### The problem:
Lay out the whole listing below as a JSON list of strings, one string per line, with blank lines dropped. Omit the picture placeholders.

(Excerpt from a dataset)
###

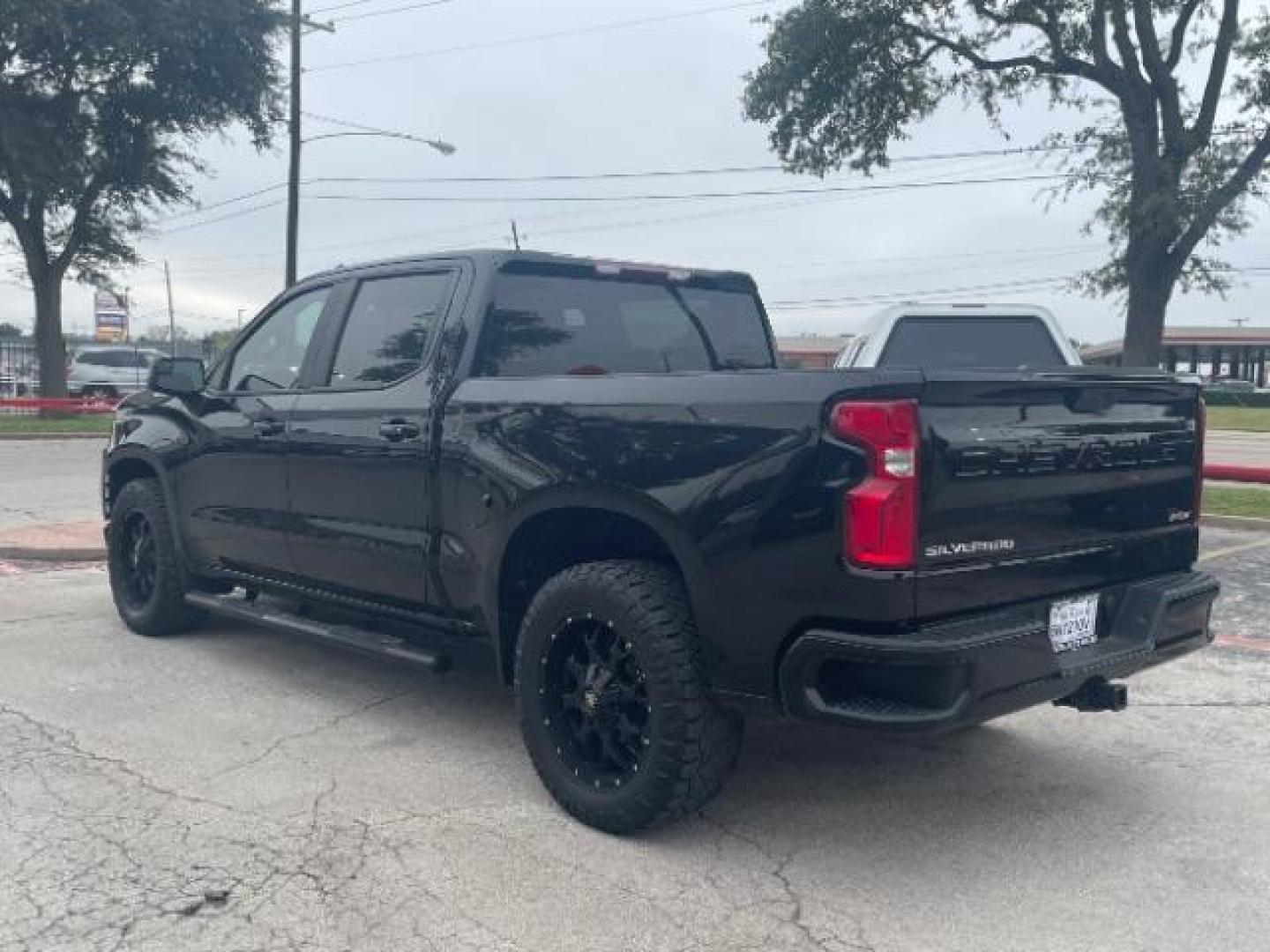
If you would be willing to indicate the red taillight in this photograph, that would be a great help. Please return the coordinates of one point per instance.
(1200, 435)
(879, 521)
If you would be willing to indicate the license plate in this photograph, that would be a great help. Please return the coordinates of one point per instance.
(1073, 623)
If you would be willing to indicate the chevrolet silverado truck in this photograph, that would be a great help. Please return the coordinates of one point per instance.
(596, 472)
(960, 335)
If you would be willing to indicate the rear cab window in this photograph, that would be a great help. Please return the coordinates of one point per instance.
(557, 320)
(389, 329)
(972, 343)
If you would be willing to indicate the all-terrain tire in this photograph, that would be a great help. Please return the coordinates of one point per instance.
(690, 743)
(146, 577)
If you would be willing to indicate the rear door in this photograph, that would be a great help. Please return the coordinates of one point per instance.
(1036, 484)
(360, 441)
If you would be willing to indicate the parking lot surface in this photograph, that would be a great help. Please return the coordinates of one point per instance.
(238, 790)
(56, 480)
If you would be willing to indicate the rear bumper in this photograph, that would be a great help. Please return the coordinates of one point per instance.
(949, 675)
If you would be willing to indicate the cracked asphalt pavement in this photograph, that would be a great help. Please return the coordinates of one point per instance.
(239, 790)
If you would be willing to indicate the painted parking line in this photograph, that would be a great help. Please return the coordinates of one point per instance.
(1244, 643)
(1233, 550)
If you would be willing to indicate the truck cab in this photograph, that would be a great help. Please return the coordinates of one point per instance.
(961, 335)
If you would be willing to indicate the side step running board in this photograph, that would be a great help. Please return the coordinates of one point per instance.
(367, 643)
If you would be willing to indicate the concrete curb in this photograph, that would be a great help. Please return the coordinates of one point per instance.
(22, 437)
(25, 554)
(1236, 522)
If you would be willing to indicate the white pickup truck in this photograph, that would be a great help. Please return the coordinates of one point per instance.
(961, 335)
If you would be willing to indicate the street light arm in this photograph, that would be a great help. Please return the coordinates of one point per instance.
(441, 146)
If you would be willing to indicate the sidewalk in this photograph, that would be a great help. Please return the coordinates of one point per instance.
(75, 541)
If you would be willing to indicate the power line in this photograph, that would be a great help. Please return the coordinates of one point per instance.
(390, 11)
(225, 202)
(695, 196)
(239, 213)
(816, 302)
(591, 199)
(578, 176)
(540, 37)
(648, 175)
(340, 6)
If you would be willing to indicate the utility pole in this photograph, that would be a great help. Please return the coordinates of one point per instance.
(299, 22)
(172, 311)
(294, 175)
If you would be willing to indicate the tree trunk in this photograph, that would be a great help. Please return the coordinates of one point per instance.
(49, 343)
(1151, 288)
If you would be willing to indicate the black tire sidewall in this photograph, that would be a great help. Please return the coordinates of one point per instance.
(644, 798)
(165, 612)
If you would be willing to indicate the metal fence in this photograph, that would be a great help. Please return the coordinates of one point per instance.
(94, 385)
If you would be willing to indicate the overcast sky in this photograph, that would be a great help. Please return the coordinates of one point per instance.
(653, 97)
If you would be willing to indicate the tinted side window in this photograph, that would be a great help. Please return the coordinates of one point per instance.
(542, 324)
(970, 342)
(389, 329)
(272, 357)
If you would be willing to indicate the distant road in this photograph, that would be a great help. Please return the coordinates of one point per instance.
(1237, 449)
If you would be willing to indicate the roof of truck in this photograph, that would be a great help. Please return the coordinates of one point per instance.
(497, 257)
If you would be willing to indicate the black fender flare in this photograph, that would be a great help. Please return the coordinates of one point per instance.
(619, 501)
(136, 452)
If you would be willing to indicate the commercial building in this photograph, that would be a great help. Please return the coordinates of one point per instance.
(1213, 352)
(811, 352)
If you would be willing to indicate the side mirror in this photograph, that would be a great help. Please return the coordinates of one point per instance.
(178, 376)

###

### The reply:
[
  "If you would be willing to indicate the red taillight in this photograph, that would be a great help. Please return the coordinates of one point per instance.",
  "(1200, 435)",
  "(879, 521)",
  "If you would be willing to indicate the license plate in this photograph, that would be a great help. Please return the coordinates of one point per instance.",
  "(1073, 623)",
  "If you would be willing to indicate the chevrolet silverado truck in this photograph, that would be a great help. Please return the coordinates of one point per instance.",
  "(596, 472)",
  "(960, 335)",
  "If you would be willing to indicate the rear cab window in this photograph, that would be a great help. Please return the coordinates of one point per instance.",
  "(557, 320)",
  "(389, 329)",
  "(972, 343)",
  "If you would be willing to indicate the all-terrain tire in this photograph, that would be a great help. Please return the coordinates of one point per instance.",
  "(690, 743)",
  "(146, 577)",
  "If you would be willing to indicate the rear door in this photograph, that would be a great help. Please return the coordinates of one point per instance.",
  "(1036, 484)",
  "(360, 441)",
  "If you would be willing to indicate the parking lot surface in this photograph, that would be a great help. Please return the coordinates of one point per instance.",
  "(238, 790)",
  "(56, 480)",
  "If you would be willing to indicate the rear bumper in this photograph, that would be a great help. Please return the coordinates of one point per instance.",
  "(949, 675)",
  "If you would be willing to indicate the cracked asphalt pavement in this photograph, that would be a great help. Please return the coordinates of one point per instance.",
  "(239, 790)",
  "If you would be willing to indicate the painted parking line in this photograph, that would be a great help. Please return the coordinates of one point per instance.",
  "(1244, 643)",
  "(1233, 550)",
  "If you would be willing to indicate the truck cab in this photograph, that would be a great help. Please return the coordinates of one point per instance.",
  "(961, 335)",
  "If you would be willing to indicate the side step running board in this photograph, that would be a great help. Please return the coordinates of one point per instance.",
  "(367, 643)",
  "If you would be willing to indicate the concrete curb in this photograph, that would be a great help. Please return the coordinates of one point per instance.",
  "(22, 437)",
  "(25, 554)",
  "(1236, 522)",
  "If you would be willing to indicate the white pickup truck in this photograph, that would be a great help. Please return the coordinates of one point per instance.",
  "(961, 335)",
  "If you would be willing to indicate the street light arm in this photograph, that would be a great help. Please return the coordinates of one point per instance.",
  "(441, 146)",
  "If you would be willing to indicate the sidewalk in this photograph, that would be a great help. Please return the coordinates of one point per instance.",
  "(75, 541)",
  "If you would be willing to indicate the power line in this photograph, that would be a great help. Please return the coordinates of one point per instance.",
  "(390, 11)",
  "(225, 202)",
  "(695, 196)",
  "(239, 213)",
  "(816, 302)",
  "(591, 199)",
  "(578, 176)",
  "(540, 37)",
  "(648, 175)",
  "(340, 6)",
  "If you would be willing to indicate the utility pole in this photograph, that would be a great help. Please return the coordinates of one point per instance.",
  "(299, 22)",
  "(172, 311)",
  "(294, 175)",
  "If you would be willing to indicate the tree trunk in this photograph, that would be a great help. Please return the coordinates of one point per instance.",
  "(49, 343)",
  "(1151, 288)",
  "If you would be willing to indicate the black tire sidewall in this photograph, that would be a great help. Please return the coordinates of one point per instance.",
  "(644, 798)",
  "(165, 612)",
  "If you would be willing to indicate the metal fence in this photograph, that would be a great help. Please return the coordinates of one point per instance.",
  "(94, 385)",
  "If you would be willing to indicate the overcast sky in this photograph, that would be a great help. Please return the coordinates of one point per instance.",
  "(653, 97)",
  "If you would be willing to indicate the tinted side window in this photograph, that would be a great help. Please return the coordinates of one point per instance.",
  "(542, 324)",
  "(970, 342)",
  "(389, 329)",
  "(272, 357)",
  "If you would be willing to indicate the distant road in this photograph, that would be a great help. Please return the coordinates of one point per instance.",
  "(1237, 449)",
  "If you would be willing to indicate the roof of truck in this photograph, that would be a great help. Please return the coordinates of one point per instance.",
  "(497, 257)",
  "If you would be willing to indicate the black fender flare in this photograph, that would be a great help. Please return the coordinates of one point per instance.",
  "(619, 501)",
  "(136, 452)",
  "If you would be willing to indicate the commercial building in this photograph, that would be a great help. Please return the coordinates of one point per instance.",
  "(1213, 352)",
  "(811, 352)",
  "If you would be willing to indicate the side mirror in this photograph, that would be a great help. Please return the coordinates of one point per instance.",
  "(178, 376)"
]